_EXERCISE INSTRUCTIONS_.
From the first line to the last, print the records exactly.

_WORKING DATA_.
--
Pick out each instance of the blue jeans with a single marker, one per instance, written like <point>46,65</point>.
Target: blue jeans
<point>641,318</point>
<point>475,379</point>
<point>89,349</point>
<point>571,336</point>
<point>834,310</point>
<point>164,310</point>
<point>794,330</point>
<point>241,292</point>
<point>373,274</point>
--
_WRITTEN ANSWER_.
Pick out each instance of the blue jeans with a single marker, one per instance, written like <point>46,65</point>.
Target: blue jeans
<point>641,318</point>
<point>475,379</point>
<point>89,349</point>
<point>571,336</point>
<point>834,310</point>
<point>164,310</point>
<point>794,330</point>
<point>241,292</point>
<point>373,274</point>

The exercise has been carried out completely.